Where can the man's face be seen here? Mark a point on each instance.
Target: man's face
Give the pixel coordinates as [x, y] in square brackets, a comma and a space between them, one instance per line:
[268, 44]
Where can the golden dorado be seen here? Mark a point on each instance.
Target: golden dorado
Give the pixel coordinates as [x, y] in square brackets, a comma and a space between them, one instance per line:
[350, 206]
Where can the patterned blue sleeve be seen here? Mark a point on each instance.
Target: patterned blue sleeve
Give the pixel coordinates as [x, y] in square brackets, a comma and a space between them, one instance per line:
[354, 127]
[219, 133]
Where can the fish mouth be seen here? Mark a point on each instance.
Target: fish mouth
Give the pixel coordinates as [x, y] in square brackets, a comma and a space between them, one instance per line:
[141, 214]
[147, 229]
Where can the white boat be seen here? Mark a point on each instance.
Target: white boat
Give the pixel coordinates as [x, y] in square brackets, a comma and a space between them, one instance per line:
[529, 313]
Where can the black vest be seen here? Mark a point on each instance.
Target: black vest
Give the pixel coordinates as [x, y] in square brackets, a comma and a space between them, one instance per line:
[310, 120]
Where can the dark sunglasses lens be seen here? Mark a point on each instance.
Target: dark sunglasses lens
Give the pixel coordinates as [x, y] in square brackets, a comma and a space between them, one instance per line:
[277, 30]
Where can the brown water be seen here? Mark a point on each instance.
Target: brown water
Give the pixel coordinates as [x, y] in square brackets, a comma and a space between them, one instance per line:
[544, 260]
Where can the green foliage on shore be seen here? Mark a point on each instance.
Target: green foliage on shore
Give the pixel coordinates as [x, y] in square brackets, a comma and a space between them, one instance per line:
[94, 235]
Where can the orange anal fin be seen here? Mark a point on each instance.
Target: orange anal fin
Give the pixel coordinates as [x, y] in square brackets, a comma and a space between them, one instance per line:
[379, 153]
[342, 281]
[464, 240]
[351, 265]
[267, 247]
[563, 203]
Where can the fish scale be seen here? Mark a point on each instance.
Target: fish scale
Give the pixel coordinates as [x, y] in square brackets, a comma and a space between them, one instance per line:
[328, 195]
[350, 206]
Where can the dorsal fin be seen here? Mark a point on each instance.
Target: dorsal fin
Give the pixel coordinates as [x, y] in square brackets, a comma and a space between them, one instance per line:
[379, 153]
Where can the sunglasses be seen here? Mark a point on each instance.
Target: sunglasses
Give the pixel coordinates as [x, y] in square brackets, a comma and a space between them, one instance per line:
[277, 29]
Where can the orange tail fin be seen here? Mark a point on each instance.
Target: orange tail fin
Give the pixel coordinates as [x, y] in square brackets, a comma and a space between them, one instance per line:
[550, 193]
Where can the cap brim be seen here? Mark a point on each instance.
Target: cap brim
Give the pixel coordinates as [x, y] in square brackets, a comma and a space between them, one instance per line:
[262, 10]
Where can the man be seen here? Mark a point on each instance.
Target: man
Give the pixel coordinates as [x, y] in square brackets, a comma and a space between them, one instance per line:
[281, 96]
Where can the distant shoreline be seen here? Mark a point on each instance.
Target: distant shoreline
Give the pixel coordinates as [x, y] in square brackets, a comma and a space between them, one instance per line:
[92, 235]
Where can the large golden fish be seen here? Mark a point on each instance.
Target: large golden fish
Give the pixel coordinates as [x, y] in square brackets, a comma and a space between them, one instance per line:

┄┄┄┄┄┄┄┄┄┄┄┄┄┄┄┄┄┄┄┄

## The task:
After locating the line with "Where can the cap", output that line and every later one exactly, through the end of the entries above.

## Output:
Where can the cap brim be seen here? Mark a point on each instance.
Target: cap brim
Give the pixel coordinates as [x, y] in square brackets, a comma and a space between them, one instance per line:
[262, 10]
Where can the man be seen here? Mark a point on each instance.
Target: man
Give the pixel coordinates as [x, y] in square brackets, a comma and a space between them, one instance per line:
[281, 96]
Where can the distant shoreline be seen here? Mark a point on each instance.
Target: distant shoreline
Give the pixel coordinates as [x, y] in square brackets, a comma and a space between them, one instance per line:
[92, 235]
Where can the large golden fish be seen here? Mark a point on each instance.
Target: large golden fish
Give the pixel coordinates as [x, y] in square brackets, a comma and a space between them, one instance per line:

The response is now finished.